Required actions -
1 - Answer these questions using the commentary on the introduction:
(a) By the end of 2002, how much of their value had many of the dot-com and telecom stocks lost?
(b) Which chapters are named as places where Graham emphasizes avoiding losses?
(c) In the opening quotation, what should be put under castles in the air?
2 - Revise the commentary on the introduction by copying everything from "Commentary on the" down to "truthful book can." and replacing "castles" with "towers".

Page text Start Marker

Commentary on the Introduction

If you have built castles in the air, your work need not be lost; that is where they should be. Now put the foundations under them.

—Henry David Thoreau, Walden

Notice that Graham announces from the start that this book will not tell you how to beat the market. No truthful book can.

Instead, this book will teach you three powerful lessons:

  • how you can minimize the odds of suffering irreversible losses;
  • how you can maximize the chances of achieving sustainable gains;
  • how you can control the self-defeating behavior that keeps most investors from reaching their full potential.

Back in the boom years of the late 1990s, when technology stocks seemed to be doubling in value every day, the notion that you could lose almost all your money seemed absurd. But, by the end of 2002, many of the dot-com and telecom stocks had lost 95% of their value or more. Once you lose 95% of your money, you have to gain 1,900% just to get back to where you started. 1 Taking a foolish risk can put you so deep in the hole that it’s virtually impossible to get out. That’s why Graham constantly emphasizes the importance of avoiding losses—not just in Chapters 6, 14, and 20, but in the threads of warning that he has woven throughout his entire text.

But no matter how careful you are, the price of your investments will go down from time to time. While no one can eliminate that risk, Graham will show you how to manage it—and how to get your fears under control.

Are You an Intelligent Investor?

Page text End Marker
Entries provided Start Marker

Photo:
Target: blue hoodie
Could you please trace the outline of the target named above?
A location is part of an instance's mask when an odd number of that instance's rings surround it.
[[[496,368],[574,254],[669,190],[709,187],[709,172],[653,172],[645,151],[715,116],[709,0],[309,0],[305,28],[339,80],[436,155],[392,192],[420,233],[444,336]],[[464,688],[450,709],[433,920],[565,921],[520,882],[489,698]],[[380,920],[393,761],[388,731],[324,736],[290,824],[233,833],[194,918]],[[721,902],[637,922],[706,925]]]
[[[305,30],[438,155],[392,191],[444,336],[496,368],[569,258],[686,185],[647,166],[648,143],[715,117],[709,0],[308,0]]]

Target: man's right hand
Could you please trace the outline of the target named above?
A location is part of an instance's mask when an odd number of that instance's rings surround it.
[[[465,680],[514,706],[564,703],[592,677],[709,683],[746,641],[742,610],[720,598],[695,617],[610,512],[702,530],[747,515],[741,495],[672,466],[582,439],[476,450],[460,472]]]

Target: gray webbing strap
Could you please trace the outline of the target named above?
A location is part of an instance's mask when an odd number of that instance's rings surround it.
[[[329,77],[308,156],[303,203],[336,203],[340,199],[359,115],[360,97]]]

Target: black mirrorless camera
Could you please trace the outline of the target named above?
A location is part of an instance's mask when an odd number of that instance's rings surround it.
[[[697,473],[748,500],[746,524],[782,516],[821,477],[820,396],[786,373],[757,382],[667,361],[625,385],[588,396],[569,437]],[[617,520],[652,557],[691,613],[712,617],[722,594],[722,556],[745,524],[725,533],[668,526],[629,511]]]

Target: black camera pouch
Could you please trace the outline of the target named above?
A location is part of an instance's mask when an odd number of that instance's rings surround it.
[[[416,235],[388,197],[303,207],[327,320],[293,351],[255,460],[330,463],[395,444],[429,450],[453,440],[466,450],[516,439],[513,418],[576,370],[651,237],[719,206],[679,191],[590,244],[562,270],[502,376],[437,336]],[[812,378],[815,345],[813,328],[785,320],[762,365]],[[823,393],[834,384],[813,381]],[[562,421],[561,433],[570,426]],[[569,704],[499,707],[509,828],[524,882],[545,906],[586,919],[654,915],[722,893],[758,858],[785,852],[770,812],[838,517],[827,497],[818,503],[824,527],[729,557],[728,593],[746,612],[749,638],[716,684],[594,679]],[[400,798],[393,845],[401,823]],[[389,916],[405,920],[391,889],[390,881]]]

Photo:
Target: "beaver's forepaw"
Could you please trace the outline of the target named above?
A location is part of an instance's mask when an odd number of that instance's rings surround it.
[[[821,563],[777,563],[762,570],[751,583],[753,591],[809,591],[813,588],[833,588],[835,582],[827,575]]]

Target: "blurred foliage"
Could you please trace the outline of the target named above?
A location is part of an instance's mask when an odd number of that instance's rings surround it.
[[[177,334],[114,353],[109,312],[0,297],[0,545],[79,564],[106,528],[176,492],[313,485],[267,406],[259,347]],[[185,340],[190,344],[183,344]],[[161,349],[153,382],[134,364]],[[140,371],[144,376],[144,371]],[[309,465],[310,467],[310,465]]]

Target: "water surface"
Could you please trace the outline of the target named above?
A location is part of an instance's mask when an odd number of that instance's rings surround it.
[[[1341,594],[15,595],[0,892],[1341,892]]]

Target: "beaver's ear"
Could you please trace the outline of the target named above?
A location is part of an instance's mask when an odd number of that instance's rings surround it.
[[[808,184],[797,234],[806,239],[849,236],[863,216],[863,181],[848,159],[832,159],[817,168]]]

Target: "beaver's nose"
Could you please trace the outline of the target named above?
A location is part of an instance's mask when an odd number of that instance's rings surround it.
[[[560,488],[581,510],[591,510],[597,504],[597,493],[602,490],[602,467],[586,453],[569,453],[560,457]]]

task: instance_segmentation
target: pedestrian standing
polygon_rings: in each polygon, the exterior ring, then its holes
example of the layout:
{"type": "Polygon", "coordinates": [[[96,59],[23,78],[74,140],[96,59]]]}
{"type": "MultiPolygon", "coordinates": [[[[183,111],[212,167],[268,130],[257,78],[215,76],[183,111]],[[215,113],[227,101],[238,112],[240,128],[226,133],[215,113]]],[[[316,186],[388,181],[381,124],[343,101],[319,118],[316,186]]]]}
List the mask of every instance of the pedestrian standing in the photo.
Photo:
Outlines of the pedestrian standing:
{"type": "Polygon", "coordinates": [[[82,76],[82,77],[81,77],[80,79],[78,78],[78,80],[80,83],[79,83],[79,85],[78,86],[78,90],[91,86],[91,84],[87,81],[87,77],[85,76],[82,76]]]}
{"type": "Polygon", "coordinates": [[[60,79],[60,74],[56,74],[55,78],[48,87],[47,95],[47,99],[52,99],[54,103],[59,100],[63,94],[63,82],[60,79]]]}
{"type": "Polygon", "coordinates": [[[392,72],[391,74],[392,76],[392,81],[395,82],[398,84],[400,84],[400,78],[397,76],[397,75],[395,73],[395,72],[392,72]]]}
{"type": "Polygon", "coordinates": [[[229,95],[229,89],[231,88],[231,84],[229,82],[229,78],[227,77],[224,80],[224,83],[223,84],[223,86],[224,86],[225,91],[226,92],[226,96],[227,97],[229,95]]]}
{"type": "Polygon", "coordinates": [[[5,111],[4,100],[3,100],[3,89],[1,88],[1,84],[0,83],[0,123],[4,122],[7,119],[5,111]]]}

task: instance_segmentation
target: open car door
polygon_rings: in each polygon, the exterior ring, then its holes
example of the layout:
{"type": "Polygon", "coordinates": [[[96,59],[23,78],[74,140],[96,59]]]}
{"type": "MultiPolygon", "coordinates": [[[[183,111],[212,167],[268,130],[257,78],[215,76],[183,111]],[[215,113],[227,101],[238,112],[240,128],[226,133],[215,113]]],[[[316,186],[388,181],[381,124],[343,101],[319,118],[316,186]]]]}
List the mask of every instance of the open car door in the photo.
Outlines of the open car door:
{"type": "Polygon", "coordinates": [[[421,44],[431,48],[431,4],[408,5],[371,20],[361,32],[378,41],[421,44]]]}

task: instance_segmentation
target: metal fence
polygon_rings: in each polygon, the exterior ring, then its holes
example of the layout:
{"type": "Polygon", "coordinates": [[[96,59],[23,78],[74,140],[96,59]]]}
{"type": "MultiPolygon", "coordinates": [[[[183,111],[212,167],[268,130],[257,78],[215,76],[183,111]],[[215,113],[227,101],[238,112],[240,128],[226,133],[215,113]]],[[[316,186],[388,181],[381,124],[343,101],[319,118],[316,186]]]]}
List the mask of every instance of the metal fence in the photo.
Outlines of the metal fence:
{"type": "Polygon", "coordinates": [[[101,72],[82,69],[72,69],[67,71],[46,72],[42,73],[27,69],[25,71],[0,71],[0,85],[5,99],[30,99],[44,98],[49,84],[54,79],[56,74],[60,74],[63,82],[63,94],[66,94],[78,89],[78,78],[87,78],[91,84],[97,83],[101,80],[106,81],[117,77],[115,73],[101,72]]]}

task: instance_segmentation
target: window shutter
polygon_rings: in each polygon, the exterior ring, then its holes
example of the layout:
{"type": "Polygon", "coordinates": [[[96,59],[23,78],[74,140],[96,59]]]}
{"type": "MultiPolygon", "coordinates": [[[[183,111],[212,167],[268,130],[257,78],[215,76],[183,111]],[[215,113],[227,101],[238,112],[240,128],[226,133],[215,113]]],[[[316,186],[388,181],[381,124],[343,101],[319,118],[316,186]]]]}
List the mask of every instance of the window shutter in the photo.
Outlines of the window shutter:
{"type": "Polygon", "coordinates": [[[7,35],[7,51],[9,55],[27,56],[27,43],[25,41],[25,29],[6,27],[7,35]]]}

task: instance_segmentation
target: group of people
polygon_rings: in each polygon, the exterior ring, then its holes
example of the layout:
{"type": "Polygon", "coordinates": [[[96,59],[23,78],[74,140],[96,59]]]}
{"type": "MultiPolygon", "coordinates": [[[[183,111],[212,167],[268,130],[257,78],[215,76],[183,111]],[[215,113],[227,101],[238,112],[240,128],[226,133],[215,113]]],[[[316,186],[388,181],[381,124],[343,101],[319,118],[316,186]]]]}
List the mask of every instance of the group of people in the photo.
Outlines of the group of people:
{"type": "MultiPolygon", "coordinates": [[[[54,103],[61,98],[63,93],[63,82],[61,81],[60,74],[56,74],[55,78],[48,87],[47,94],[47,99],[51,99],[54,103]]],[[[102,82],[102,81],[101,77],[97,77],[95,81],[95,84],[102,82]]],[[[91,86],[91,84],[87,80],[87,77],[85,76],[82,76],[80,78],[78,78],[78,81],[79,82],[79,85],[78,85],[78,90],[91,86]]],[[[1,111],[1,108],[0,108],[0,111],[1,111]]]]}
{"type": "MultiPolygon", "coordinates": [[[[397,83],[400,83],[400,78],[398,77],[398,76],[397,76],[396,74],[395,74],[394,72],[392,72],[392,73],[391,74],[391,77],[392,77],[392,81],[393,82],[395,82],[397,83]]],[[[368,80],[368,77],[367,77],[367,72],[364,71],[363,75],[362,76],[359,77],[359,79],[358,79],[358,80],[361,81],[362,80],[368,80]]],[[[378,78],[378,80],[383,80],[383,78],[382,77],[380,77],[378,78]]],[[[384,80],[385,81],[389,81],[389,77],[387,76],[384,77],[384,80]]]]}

Entries provided End Marker

Responses by item number -
1 -
(a) 95% of their value or more.
(b) Chapters 6, 14, and 20.
(c) The foundations.

2 -
Commentary on the Introduction

If you have built towers in the air, your work need not be lost; that is where they should be. Now put the foundations under them.

—Henry David Thoreau, Walden

Notice that Graham announces from the start that this book will not tell you how to beat the market. No truthful book can.